Return the exact lines spanning from the line with "386L173 385L162 396L158" through the last line of the entries, boundaries included, and no others.
Given entries below:
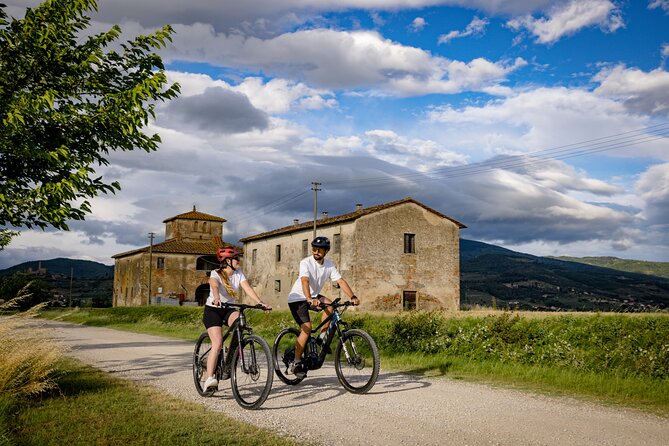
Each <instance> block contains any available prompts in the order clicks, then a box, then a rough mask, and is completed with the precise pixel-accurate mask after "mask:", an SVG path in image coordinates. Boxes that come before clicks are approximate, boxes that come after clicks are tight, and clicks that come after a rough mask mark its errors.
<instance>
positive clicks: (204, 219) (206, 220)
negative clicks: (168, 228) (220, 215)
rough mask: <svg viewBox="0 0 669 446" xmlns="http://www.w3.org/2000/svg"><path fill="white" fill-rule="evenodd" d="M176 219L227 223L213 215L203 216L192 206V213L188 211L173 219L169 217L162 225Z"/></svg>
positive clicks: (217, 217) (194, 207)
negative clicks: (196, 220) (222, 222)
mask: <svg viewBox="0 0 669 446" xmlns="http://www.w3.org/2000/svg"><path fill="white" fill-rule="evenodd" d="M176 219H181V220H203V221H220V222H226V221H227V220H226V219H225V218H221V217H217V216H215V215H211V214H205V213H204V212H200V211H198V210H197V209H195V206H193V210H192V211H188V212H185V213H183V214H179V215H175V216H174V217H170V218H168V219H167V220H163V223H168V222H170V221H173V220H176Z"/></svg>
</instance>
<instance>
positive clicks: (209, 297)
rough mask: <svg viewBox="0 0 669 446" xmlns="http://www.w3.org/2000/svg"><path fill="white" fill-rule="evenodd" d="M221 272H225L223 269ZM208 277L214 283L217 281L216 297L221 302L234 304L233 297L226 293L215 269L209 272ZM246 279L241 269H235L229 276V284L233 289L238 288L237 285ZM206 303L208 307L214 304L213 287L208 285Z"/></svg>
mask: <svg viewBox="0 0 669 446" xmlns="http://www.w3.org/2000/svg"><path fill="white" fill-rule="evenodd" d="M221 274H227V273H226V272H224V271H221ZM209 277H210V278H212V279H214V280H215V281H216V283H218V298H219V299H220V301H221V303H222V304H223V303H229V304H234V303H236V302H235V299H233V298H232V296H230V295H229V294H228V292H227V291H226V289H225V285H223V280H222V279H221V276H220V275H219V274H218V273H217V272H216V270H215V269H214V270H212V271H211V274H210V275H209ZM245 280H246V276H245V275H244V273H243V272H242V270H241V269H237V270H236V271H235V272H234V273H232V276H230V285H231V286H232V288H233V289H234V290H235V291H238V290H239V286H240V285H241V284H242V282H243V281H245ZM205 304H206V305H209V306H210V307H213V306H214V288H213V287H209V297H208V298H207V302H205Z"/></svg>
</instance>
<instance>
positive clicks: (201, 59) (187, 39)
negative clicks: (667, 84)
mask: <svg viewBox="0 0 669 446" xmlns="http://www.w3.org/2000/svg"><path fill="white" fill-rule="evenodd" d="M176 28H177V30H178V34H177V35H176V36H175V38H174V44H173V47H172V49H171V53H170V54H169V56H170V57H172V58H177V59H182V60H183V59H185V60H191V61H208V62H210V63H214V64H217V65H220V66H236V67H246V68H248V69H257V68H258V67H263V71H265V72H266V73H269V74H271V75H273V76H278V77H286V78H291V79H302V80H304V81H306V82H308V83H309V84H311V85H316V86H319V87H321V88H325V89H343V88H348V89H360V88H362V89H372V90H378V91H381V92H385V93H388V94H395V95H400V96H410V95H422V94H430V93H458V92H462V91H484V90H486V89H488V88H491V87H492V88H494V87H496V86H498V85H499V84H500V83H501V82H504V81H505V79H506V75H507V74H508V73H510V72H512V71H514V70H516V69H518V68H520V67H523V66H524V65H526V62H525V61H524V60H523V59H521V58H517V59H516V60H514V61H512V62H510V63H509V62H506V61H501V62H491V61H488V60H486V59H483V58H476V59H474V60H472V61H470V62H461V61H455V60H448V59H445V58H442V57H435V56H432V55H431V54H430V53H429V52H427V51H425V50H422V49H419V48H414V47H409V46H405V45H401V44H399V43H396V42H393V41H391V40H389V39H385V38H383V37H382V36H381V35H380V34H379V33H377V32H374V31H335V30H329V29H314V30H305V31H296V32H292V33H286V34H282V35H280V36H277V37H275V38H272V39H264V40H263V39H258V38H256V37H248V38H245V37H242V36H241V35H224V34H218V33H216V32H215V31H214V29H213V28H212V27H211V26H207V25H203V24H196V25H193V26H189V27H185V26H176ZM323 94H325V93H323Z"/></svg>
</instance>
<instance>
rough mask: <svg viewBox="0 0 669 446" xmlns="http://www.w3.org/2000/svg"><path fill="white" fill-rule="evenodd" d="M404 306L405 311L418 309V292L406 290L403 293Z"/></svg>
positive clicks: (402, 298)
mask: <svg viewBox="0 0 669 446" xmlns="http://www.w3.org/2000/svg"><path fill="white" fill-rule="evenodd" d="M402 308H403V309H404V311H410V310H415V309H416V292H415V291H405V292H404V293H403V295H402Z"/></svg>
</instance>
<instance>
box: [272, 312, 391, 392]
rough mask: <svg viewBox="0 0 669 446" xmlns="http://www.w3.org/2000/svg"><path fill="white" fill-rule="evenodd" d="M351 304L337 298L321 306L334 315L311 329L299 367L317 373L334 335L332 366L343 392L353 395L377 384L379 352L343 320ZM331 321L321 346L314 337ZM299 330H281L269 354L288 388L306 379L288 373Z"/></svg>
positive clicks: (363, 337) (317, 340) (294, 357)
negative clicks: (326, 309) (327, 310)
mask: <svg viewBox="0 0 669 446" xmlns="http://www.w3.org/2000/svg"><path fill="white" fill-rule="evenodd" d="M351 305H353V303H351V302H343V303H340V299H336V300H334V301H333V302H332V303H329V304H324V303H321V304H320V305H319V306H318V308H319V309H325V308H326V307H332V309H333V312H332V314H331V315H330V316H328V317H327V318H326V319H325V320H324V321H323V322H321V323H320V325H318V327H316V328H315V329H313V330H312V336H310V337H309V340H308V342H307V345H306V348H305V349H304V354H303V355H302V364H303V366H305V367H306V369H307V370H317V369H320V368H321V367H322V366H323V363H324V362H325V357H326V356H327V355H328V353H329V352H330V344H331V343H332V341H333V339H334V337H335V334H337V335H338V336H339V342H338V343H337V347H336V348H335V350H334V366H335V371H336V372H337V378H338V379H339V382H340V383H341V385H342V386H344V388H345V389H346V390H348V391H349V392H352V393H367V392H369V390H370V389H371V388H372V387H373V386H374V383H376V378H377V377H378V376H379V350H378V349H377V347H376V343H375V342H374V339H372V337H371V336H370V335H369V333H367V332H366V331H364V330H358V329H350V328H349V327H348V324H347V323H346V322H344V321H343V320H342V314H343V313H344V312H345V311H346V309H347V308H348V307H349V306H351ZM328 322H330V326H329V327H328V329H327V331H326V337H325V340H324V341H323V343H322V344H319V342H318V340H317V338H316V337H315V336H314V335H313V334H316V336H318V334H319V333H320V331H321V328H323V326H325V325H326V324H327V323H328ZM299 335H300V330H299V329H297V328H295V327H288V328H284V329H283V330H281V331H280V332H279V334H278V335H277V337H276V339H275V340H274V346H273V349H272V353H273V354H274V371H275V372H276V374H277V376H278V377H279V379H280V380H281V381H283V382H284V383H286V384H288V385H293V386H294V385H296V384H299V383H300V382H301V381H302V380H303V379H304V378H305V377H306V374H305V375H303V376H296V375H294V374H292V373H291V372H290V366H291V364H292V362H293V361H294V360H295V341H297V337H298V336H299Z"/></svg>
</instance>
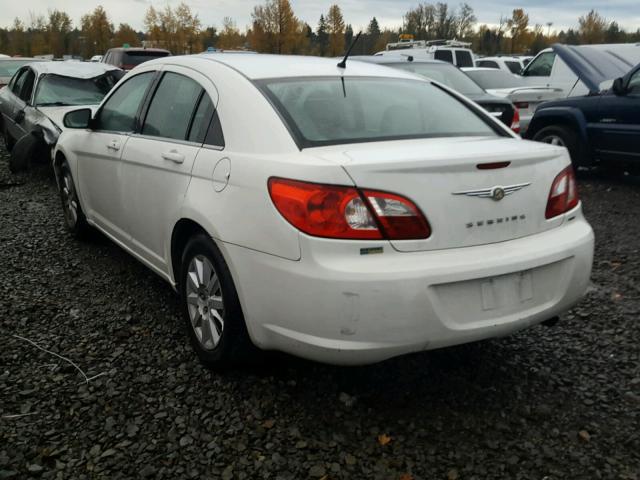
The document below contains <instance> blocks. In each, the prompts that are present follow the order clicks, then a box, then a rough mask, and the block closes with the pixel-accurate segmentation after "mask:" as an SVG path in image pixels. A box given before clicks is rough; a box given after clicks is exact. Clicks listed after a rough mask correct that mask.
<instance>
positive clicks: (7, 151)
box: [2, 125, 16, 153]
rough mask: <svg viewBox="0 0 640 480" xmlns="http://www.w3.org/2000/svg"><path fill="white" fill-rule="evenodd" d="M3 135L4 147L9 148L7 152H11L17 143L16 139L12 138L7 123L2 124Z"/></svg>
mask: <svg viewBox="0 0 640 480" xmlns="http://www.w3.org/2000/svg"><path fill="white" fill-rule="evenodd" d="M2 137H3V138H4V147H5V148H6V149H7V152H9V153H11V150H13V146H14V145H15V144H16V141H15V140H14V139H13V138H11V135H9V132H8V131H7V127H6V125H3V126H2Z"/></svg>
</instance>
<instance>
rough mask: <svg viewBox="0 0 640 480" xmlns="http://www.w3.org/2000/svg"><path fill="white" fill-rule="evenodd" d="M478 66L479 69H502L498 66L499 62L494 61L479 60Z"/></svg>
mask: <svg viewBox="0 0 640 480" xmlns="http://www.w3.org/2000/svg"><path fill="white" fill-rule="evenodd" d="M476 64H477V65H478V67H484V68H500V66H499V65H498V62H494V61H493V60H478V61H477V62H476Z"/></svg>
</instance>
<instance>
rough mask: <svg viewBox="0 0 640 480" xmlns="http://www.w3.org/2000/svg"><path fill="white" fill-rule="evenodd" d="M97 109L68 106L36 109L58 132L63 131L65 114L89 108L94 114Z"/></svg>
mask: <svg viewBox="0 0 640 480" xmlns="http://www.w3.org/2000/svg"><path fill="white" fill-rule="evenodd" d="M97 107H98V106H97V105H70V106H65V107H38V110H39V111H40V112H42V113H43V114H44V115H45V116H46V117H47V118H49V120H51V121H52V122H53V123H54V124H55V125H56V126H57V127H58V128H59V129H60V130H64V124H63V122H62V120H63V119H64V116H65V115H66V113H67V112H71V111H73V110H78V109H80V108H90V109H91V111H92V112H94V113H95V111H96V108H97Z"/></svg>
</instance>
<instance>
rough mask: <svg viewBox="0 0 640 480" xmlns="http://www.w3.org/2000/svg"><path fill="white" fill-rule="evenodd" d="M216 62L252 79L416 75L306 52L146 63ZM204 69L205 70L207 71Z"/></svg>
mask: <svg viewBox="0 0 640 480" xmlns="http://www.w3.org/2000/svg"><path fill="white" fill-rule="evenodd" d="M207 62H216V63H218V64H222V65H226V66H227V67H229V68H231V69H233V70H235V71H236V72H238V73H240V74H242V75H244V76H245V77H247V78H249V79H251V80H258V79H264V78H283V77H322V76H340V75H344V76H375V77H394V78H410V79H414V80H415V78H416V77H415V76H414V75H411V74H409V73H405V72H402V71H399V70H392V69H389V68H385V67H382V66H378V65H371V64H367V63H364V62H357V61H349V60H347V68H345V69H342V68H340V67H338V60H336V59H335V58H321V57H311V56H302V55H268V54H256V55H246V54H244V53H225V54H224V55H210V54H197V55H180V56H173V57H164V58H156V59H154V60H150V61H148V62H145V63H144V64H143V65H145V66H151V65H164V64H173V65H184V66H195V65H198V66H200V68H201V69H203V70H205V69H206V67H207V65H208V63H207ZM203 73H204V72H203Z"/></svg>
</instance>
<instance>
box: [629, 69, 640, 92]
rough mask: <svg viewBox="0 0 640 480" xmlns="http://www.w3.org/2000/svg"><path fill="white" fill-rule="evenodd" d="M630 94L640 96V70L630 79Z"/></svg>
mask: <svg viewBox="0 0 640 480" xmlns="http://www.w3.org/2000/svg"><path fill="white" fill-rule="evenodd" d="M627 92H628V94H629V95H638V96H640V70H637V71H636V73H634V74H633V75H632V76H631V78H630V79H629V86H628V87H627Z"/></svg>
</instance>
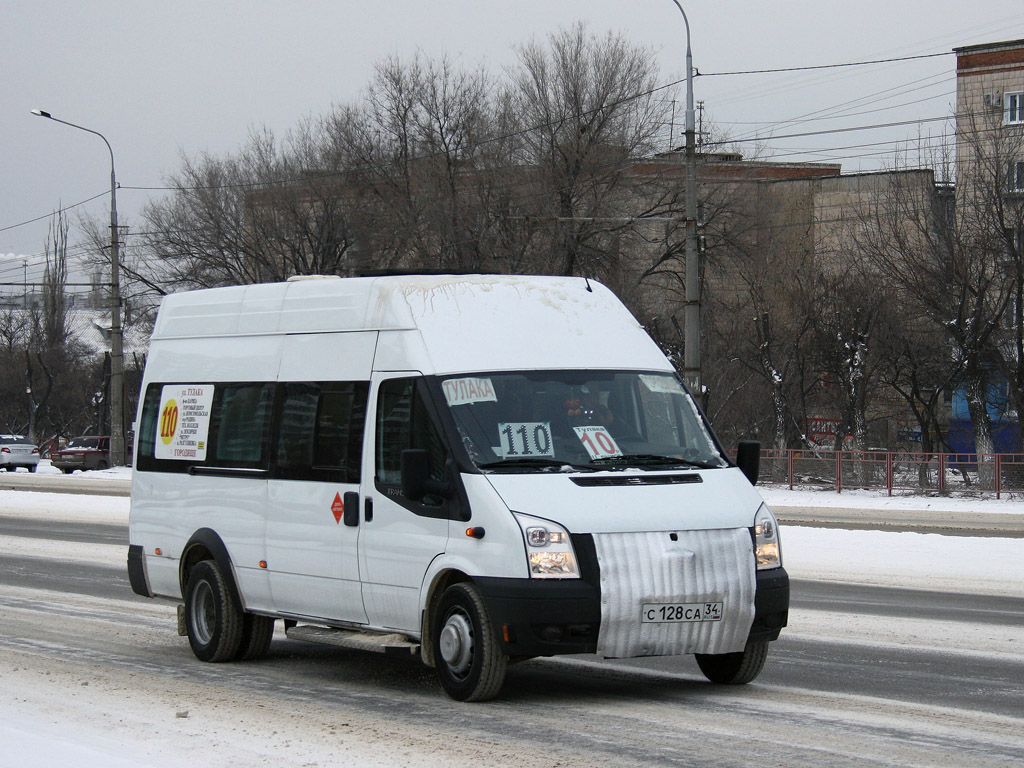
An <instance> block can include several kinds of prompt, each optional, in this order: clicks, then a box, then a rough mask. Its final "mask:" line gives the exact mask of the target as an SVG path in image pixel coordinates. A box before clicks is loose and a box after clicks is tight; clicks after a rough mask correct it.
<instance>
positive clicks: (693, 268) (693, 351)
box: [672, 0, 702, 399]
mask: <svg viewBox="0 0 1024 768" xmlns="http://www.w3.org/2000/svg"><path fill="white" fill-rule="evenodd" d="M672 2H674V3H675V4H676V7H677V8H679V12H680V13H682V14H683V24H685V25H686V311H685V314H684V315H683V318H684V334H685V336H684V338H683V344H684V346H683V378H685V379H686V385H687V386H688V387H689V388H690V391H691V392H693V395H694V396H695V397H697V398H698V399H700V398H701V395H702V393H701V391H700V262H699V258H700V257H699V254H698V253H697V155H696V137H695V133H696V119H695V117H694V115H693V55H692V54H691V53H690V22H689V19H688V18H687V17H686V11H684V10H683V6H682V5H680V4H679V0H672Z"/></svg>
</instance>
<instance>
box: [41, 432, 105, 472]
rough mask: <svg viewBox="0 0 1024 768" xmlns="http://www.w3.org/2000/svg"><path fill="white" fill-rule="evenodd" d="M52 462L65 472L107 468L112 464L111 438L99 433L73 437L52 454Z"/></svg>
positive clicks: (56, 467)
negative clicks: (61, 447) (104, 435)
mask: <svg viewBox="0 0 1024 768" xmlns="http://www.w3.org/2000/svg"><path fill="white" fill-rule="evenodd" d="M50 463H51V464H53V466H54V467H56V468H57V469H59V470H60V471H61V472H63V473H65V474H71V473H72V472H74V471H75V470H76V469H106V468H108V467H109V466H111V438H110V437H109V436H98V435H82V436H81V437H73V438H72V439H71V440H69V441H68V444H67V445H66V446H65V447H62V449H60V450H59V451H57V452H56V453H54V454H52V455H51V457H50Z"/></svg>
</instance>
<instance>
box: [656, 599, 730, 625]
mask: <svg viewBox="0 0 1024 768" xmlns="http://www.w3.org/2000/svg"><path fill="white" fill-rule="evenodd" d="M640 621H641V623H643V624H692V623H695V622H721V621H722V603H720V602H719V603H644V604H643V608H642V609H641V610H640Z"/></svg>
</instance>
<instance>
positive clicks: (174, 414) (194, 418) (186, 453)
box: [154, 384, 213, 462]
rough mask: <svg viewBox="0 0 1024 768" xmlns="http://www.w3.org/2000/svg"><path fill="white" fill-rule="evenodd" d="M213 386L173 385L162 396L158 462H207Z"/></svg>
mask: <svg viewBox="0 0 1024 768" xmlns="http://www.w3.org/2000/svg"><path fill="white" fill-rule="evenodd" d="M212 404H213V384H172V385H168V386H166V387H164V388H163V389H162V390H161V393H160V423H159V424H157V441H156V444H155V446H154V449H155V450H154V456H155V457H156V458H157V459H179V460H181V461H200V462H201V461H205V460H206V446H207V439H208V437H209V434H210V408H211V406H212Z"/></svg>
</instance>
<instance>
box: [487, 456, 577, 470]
End of Given entries.
Answer section:
rough mask: <svg viewBox="0 0 1024 768" xmlns="http://www.w3.org/2000/svg"><path fill="white" fill-rule="evenodd" d="M213 386L173 385L162 396L158 462H207Z"/></svg>
mask: <svg viewBox="0 0 1024 768" xmlns="http://www.w3.org/2000/svg"><path fill="white" fill-rule="evenodd" d="M212 404H213V384H172V385H168V386H166V387H164V388H163V389H162V390H161V393H160V423H159V424H157V441H156V444H155V446H154V449H155V450H154V456H155V457H156V458H157V459H179V460H181V461H200V462H201V461H205V460H206V446H207V439H208V437H209V434H210V408H211V406H212Z"/></svg>
</instance>
<instance>
box: [487, 456, 577, 470]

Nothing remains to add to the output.